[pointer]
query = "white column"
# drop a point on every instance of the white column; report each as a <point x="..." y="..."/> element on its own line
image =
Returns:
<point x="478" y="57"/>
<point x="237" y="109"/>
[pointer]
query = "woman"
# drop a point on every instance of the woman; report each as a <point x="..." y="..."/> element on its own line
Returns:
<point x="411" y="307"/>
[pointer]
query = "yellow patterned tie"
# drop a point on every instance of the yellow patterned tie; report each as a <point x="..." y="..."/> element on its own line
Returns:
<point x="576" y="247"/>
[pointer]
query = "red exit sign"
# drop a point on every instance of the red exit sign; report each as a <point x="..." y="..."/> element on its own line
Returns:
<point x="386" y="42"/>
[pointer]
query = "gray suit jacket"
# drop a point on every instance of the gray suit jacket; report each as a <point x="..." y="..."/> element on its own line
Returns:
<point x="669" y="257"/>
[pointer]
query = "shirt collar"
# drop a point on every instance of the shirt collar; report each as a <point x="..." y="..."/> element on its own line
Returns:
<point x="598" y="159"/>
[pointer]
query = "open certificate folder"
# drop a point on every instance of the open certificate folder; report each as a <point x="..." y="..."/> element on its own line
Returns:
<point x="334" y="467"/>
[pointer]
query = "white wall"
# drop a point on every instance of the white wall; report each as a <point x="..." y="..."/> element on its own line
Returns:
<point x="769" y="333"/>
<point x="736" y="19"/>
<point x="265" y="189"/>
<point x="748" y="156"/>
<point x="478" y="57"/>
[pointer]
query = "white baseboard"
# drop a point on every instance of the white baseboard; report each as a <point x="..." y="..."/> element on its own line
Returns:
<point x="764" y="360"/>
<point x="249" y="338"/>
- - -
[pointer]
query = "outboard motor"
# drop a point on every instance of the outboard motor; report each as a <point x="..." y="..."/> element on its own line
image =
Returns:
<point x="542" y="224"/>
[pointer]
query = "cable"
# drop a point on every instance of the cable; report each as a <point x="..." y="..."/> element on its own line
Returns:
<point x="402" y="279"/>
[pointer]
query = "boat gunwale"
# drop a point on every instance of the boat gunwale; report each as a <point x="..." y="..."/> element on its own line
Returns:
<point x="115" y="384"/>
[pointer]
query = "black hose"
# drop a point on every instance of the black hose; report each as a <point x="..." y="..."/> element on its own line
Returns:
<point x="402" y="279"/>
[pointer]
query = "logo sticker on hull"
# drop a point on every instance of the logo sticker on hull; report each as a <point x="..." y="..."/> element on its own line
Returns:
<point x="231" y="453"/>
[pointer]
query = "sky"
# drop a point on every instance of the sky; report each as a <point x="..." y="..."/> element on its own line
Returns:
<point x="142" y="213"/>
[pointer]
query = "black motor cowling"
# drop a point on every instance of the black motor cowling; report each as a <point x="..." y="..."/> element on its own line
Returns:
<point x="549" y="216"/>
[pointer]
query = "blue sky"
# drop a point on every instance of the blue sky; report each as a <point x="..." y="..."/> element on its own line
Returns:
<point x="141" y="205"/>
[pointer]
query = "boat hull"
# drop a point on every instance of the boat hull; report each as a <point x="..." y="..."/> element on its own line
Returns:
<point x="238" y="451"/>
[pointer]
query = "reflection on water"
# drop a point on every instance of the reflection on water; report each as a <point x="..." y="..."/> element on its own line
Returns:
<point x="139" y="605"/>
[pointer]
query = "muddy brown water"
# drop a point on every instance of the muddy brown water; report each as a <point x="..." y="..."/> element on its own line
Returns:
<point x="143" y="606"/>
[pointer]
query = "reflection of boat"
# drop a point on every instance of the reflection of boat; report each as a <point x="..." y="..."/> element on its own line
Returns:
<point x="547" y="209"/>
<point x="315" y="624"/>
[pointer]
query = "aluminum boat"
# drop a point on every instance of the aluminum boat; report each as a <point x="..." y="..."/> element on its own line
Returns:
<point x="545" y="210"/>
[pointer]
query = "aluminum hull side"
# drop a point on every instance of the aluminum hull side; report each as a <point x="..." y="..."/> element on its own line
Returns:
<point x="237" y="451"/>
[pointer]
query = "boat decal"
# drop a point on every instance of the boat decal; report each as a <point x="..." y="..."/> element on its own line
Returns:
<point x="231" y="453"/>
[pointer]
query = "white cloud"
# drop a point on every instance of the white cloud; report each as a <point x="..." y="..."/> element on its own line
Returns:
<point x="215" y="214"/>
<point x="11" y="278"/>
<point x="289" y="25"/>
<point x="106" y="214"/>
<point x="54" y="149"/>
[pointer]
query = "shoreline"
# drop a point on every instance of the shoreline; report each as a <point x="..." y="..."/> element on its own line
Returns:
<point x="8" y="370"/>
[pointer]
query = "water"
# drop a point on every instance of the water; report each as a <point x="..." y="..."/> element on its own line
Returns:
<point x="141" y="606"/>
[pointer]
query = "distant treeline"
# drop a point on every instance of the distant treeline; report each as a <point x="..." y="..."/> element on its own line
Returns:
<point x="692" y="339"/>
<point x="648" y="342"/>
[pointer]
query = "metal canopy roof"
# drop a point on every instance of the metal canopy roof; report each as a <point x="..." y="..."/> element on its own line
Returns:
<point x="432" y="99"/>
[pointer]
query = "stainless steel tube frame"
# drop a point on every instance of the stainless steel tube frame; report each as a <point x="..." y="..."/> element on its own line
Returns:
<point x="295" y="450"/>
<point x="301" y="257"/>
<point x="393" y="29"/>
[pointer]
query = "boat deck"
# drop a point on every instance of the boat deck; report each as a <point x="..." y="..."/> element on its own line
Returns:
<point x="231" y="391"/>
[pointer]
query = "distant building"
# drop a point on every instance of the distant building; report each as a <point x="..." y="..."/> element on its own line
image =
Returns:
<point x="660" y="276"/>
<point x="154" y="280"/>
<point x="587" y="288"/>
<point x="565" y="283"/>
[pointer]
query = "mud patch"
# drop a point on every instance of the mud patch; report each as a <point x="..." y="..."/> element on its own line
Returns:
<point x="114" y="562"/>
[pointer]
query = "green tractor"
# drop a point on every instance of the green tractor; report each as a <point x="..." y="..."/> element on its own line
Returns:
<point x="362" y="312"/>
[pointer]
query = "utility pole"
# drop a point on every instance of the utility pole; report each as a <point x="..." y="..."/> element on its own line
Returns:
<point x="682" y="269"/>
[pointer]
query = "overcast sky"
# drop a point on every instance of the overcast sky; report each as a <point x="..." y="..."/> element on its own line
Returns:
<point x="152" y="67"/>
- - -
DIRECTIONS:
Select and copy every line of the records above that contains the word "canopy".

FINISHED ANSWER:
query = "metal canopy roof"
# drop a point on every instance of the metal canopy roof; report each as a <point x="..." y="..."/> element on its own line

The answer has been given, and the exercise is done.